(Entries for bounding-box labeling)
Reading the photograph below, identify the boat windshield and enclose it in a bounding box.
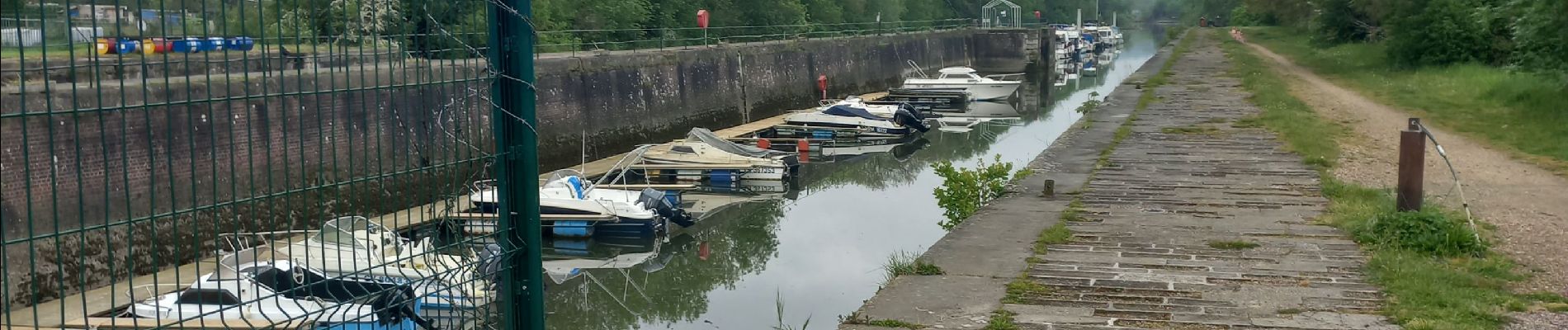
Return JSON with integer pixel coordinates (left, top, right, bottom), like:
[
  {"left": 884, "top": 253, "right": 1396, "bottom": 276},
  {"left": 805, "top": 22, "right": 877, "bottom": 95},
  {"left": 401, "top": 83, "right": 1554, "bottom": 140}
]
[{"left": 315, "top": 216, "right": 385, "bottom": 246}]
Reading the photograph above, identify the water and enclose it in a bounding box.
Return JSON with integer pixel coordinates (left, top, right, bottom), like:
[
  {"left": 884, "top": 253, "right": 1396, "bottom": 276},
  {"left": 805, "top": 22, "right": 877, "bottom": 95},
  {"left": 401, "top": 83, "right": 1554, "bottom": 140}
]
[{"left": 545, "top": 30, "right": 1164, "bottom": 330}]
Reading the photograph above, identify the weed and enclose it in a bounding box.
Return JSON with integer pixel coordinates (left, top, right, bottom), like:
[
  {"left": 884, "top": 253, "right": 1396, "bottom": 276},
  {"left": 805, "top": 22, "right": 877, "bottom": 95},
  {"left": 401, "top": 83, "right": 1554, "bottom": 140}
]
[
  {"left": 1160, "top": 125, "right": 1221, "bottom": 136},
  {"left": 773, "top": 293, "right": 810, "bottom": 330},
  {"left": 883, "top": 252, "right": 944, "bottom": 280},
  {"left": 1209, "top": 241, "right": 1258, "bottom": 250},
  {"left": 1350, "top": 210, "right": 1486, "bottom": 257},
  {"left": 932, "top": 155, "right": 1032, "bottom": 230},
  {"left": 985, "top": 309, "right": 1018, "bottom": 330},
  {"left": 1035, "top": 220, "right": 1073, "bottom": 255},
  {"left": 1231, "top": 28, "right": 1568, "bottom": 173},
  {"left": 1002, "top": 276, "right": 1051, "bottom": 304},
  {"left": 1223, "top": 30, "right": 1533, "bottom": 328}
]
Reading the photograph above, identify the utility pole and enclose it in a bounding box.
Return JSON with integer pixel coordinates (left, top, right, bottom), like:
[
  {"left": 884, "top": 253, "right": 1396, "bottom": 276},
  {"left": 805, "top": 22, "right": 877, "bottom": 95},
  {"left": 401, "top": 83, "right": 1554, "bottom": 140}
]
[{"left": 489, "top": 0, "right": 544, "bottom": 330}]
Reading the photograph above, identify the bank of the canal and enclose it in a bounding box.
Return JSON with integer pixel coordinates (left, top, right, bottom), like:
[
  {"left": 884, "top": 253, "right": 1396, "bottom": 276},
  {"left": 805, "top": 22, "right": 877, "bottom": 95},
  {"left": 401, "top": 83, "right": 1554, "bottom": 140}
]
[
  {"left": 533, "top": 30, "right": 1164, "bottom": 330},
  {"left": 843, "top": 33, "right": 1397, "bottom": 328}
]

[Given exercise]
How many lines of the entries above contain the string "enclose"? Count case-sensitively and give only the number.

[Response to this exercise]
5